Two decades into a career punctuated by nothing but outstanding albums, LL Cool J came to Brixton's Academy to display timeless, sonically challenging, old school credentials. As his historically and culturally significant deal with Def Jam comes to an end, he has been touring this one-hour show - just him and his usual DJ, Cut Creator - all year. It promotes his Todd Smith album while reminding the world just who he is and what he stands for. It's nearly twenty years since he last played London, and the 5000-capacity Academy was not entirely sold out. Neither was last week's show in Paris.
Well, they missed something. It was not a warming experience - far too many black acts try to warm their audiences up - but this clinical, insistent, and bighearted show confirmed LL's boss credentials,
Before he walked on a large screen celebrated his Hollywood acting work while words like "Pioneer," "Innovator," and "Legend," popped up on three smaller screens. While we looked at the screens Cut Creator, true to form, scratched his records just like a cat.

:::

◆ **To do**
According to the concert review, who was the only other performer on stage with LL Cool J during this tour?

Records from a collection
:::

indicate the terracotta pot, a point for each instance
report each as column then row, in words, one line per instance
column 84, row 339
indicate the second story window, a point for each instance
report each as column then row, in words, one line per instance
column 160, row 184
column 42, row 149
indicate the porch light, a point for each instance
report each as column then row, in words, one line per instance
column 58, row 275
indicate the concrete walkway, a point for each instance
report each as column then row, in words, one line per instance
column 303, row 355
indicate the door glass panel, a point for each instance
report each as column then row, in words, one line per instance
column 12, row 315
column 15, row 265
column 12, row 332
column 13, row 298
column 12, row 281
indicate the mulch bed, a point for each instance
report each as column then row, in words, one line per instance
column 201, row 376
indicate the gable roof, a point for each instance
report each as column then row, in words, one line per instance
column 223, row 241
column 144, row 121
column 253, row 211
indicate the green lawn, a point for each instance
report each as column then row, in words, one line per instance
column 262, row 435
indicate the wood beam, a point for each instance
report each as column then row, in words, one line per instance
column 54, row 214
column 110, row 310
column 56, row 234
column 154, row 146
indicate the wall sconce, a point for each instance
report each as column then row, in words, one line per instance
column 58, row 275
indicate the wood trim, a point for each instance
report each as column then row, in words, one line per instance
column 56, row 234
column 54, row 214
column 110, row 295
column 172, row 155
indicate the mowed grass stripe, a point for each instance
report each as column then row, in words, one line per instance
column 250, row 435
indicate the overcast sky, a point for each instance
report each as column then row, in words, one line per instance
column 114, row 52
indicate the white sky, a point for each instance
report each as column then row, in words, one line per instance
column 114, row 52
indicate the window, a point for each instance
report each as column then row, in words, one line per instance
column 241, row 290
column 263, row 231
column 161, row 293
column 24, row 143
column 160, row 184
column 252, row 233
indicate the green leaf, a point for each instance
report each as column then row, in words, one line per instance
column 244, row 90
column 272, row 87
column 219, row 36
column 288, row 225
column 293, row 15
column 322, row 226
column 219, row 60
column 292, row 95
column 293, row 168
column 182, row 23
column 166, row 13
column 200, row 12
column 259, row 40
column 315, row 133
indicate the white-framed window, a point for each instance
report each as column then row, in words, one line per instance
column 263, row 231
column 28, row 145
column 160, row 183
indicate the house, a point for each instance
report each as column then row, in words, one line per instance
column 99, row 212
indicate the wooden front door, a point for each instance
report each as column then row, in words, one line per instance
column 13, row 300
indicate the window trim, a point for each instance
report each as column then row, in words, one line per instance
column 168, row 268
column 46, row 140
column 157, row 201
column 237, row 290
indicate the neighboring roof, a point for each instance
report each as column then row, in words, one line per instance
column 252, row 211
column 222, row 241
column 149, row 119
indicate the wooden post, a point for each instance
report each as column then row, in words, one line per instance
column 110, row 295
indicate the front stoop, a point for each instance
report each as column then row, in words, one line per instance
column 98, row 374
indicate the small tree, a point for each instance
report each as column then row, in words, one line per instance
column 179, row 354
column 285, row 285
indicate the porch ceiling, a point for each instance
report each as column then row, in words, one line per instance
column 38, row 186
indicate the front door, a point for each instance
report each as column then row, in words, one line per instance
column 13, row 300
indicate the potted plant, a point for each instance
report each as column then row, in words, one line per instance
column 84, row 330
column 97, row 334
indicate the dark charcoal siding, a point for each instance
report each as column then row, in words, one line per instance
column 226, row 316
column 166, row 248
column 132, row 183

:::

◆ **Written response**
His usual DJ, Cut Creator.